— begin Document section —

The next example parses a string based on commas only; any other delimiters are ignored. Consequently, the spaces within the strings are not removed:

Normally when you parse strings, any whitespace (space, tab, lines) are automatically processed as delimiters. To avoid that action, you can use the /any refinement. Compare these two examples:

parse "Test This" ""
["Test" "This"]
parse/all "Test This" ""
["Test This"]

In the second, you can see that the space was not treated as a delimiter.

Here is another example:

probe parse/all "Harry, 1011 Main St., Ukiah" ","
["Harry" " 1011 Main St." " Ukiah"]

You can also parse strings that contain null characters as separators (such as certain types of data files):

parse/all nulled-string "^(null)"

3. Grammar Rules

The parse function accepts grammar rules that are written in a dialect of REBOL. Dialects are sub-languages of REBOL that use the same lexical form for all datatypes, but allow a different ordering of the values within a block. Within this dialect the grammar and vocabulary of REBOL is altered to make it similar in structure to the well known BNF (Backus-Naur Form) which is commonly used to specify language grammars, network protocols, header formats, etc.

To define rules, use a block to specify the sequence of the inputs. For instance, if you want to parse a string and return the characters "the phone", you can use a rule:

parse string ["the phone"]

To allow any number of spaces or no spaces between the words, write the rule like this:

parse string ["the" "phone"]

You can indicate alternate rules with a vertical bar (|). For example:

["the" "phone" | "a" "radio"]

accepts strings that match any of the following:

the phone
a radio

A rule can contain blocks that are treated as sub-rules. The following line:

[ ["a" | "the"] ["phone" | "radio"] ]

accepts strings that match any of the following:

a phone
a radio
the phone
the radio

For increased readability, write the sub-rules as a separate block and give them a name to help indicate their purpose:

article: ["a" | "the"]
device: ["phone" | "radio"]
parse string [article device]

In addition to matching a single instance of a string, you can provide a count or a range that repeats the match. The following example provides a count:

[3 "a" 2 "b"]

which accepts strings that match:

aaabb

The next example provides a range:

[1 3 "a" "b"]

which accepts strings that match any of the following:

ab aab aaab

The starting point of a range can be zero, meaning that it is optional.

— end Document section —
— begin Material supplied —

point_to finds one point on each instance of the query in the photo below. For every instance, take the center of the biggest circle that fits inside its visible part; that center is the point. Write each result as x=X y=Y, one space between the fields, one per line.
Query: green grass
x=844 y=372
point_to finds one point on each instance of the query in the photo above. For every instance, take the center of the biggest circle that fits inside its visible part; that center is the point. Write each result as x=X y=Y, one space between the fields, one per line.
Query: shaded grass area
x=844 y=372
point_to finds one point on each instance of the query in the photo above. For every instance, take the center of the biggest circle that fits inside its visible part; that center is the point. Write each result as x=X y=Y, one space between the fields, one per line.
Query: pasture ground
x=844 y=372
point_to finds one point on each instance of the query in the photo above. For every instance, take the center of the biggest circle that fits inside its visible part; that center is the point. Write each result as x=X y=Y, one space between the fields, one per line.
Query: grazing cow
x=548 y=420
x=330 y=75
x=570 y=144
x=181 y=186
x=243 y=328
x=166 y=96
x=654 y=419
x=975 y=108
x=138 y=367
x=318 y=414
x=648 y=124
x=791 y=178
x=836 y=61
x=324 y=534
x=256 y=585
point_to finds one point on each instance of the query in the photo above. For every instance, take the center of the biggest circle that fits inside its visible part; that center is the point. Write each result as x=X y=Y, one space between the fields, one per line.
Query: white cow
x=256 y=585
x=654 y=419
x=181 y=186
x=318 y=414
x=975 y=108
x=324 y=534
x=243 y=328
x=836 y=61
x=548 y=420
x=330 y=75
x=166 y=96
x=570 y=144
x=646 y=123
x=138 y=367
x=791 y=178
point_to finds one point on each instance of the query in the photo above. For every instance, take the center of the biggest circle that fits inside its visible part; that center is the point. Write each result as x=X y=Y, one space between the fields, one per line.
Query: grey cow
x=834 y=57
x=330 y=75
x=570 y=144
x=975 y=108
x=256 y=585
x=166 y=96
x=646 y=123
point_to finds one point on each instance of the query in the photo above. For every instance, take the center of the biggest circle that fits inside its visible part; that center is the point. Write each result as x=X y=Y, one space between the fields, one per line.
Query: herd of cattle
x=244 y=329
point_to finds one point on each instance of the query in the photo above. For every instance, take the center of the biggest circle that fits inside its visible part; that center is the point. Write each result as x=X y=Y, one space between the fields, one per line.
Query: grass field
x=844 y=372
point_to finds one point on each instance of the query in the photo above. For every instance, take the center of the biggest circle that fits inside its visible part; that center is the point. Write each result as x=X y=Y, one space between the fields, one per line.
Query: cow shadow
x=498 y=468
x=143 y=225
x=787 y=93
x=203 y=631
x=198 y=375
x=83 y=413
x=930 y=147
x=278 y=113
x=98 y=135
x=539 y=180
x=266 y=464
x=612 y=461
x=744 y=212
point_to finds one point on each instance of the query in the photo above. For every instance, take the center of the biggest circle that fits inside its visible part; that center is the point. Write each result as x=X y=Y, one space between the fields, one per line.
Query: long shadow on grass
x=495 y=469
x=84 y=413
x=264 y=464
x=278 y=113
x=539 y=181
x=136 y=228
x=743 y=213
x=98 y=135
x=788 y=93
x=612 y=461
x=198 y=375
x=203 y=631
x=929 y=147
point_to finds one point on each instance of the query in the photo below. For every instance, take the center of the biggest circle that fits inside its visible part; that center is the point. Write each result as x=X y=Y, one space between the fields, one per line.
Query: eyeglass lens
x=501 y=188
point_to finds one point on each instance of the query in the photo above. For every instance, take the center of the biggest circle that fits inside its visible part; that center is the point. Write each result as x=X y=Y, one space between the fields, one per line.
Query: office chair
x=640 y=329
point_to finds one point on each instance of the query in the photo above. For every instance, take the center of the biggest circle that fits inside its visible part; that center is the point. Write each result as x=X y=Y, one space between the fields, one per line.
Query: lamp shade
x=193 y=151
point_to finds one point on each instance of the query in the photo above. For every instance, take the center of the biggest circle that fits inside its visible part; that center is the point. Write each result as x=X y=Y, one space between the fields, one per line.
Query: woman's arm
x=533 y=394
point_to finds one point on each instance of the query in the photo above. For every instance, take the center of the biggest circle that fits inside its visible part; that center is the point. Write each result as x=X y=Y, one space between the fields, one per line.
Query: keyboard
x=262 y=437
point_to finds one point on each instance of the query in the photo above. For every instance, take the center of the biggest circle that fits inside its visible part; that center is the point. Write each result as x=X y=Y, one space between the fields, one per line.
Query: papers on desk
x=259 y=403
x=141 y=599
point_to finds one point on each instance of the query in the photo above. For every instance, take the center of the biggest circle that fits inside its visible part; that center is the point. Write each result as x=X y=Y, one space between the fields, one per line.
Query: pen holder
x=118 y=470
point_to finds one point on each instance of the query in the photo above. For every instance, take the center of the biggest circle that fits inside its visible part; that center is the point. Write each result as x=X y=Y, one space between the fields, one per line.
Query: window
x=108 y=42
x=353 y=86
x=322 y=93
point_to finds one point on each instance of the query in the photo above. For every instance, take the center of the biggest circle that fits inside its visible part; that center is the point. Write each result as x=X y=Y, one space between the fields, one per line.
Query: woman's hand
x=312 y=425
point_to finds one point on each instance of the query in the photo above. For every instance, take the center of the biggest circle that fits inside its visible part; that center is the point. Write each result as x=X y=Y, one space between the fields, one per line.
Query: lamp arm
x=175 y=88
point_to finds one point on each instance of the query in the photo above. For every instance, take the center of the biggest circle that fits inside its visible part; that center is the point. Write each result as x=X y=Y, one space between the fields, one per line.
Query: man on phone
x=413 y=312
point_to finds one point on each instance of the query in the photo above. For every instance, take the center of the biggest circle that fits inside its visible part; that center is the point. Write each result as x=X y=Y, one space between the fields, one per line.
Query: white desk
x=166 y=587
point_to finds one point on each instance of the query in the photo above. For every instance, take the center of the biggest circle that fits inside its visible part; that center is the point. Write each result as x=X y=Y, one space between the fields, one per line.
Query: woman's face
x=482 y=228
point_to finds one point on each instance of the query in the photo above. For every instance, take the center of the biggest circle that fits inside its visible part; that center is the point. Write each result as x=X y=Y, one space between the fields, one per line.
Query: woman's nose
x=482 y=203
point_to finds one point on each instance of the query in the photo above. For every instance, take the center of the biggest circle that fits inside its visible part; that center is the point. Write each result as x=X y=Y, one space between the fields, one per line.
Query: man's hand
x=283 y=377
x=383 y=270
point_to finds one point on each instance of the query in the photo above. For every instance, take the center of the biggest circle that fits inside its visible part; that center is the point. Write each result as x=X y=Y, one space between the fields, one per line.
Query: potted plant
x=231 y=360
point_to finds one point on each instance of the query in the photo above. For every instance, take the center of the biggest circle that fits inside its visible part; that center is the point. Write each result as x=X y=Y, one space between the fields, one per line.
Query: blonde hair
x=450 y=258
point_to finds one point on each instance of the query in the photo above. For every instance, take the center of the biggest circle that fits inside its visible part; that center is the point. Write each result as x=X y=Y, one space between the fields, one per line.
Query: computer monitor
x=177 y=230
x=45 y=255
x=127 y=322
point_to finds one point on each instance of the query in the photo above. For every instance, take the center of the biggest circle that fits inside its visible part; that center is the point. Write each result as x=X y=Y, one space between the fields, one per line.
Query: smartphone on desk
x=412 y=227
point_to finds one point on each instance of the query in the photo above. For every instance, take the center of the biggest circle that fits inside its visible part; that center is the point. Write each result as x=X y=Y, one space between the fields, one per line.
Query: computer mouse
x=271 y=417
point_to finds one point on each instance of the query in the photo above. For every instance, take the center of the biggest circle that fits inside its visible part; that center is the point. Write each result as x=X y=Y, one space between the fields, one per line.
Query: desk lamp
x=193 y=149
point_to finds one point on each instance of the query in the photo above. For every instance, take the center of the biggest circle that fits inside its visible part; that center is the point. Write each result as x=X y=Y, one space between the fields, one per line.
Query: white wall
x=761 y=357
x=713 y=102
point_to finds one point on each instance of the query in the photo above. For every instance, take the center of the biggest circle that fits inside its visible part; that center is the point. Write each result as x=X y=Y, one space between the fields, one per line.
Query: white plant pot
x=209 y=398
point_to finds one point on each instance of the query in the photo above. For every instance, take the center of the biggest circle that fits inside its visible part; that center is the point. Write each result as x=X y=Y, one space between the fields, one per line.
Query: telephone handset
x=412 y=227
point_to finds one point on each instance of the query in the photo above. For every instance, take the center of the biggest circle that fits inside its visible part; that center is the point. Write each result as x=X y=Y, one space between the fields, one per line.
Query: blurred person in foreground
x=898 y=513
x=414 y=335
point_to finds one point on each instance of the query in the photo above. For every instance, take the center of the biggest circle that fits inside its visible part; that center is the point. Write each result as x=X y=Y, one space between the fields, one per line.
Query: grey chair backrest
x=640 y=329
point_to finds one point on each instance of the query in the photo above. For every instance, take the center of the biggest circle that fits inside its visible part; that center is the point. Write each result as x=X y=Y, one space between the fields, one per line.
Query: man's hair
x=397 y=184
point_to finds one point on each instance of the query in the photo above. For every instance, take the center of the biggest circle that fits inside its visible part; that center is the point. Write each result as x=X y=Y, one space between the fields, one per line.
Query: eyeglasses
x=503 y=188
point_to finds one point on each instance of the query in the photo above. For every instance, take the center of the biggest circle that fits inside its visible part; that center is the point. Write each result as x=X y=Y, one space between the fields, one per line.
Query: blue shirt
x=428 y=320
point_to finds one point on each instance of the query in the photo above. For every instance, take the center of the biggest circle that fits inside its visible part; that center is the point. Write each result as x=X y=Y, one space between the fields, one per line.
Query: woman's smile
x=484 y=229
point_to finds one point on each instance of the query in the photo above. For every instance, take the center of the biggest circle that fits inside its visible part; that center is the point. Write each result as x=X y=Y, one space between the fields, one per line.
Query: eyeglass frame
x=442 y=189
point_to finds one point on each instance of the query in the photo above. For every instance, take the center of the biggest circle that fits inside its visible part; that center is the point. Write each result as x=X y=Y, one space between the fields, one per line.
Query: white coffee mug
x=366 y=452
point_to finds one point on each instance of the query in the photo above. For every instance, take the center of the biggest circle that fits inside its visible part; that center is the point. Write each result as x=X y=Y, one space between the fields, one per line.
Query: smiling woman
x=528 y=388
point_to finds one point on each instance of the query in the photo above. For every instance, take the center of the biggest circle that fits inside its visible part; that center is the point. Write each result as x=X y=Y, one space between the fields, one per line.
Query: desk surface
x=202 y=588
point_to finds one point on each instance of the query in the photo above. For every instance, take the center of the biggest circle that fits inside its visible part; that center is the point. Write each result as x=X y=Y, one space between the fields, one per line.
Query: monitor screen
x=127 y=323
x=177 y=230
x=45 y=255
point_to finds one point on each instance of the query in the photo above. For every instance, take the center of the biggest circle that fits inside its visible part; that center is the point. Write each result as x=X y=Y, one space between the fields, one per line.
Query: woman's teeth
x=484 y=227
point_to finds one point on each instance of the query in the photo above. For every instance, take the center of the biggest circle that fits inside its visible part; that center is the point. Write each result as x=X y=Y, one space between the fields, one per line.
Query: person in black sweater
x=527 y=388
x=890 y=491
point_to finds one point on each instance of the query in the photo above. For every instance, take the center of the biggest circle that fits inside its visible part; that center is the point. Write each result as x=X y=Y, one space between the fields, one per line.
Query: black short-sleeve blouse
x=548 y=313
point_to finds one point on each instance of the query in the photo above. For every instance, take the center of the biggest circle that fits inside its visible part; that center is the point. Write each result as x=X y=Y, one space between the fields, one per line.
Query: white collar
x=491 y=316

— end Material supplied —

### Problem 1
Return everything in the passage on REBOL parsing from "The parse function" down to "header formats, etc.", copied word for word.
### Problem 2
Resume the passage on REBOL parsing right after its final sentence and carry it forward.

### Task response 1
The parse function accepts grammar rules that are written in a dialect of REBOL. Dialects are sub-languages of REBOL that use the same lexical form for all datatypes, but allow a different ordering of the values within a block. Within this dialect the grammar and vocabulary of REBOL is altered to make it similar in structure to the well known BNF (Backus-Naur Form) which is commonly used to specify language grammars, network protocols, header formats, etc.

### Task response 2
[0 3 "a" "b"]

accepts strings that match any of the following:

b ab aab aaab

Use some to specify that one or more characters are matched. Use any to specify that zero or more characters are matched. For example, some used in the following line:

[some "a" "b"]

accepts strings that contain one or more characters a and b:

ab aab aaab aaaab

The next example uses any:

[any "a" "b"]

which accepts strings that contain zero or more characters a or b:

b ab aab aaab aaaab

The words some and any can also be used on blocks. For example:

[some ["a" | "b"]]

accepts strings that contain any combination of the characters a and b.

Another way to express that a character is optional is to provide an alternate choice of none:

["a" | "b" | none]

This example accepts strings that contain a or b or none.

The none is useful for specifying optional patterns or for catching error cases when no pattern matches.

4. Skipping Input

The skip, to, and thru words allow input to be skipped.

Use skip to skip a single character, or use it with a repeat to skip over multiple characters:

["a" skip "b"]
["a" 10 skip "b"]
["a" 1 10 skip]

To skip until a specific character is found, use to:

["a" to "b"]

The previous example starts parsing at a and ends at b but does not include b.

To include the ending character, use thru:

["a" thru "b"]

The previous example starts parsing at a, ends at b, and includes b.

The following rule finds the title of an HTML page and prints it:

page: read http://www.rebol.com/
parse page [thru <title> copy text to </title>]
print text
REBOL Technologies

The first thru finds the title tag and goes immediately past it. Next, the input string is copied into a variable called text until the ending tag is found (but it doesn't go past it, or the text would include the tag).

5. Match Types

When parsing strings, these datatypes and words can be used to match characters in the input string:

Match Type

Description

"abc"

match the entire string

#"c"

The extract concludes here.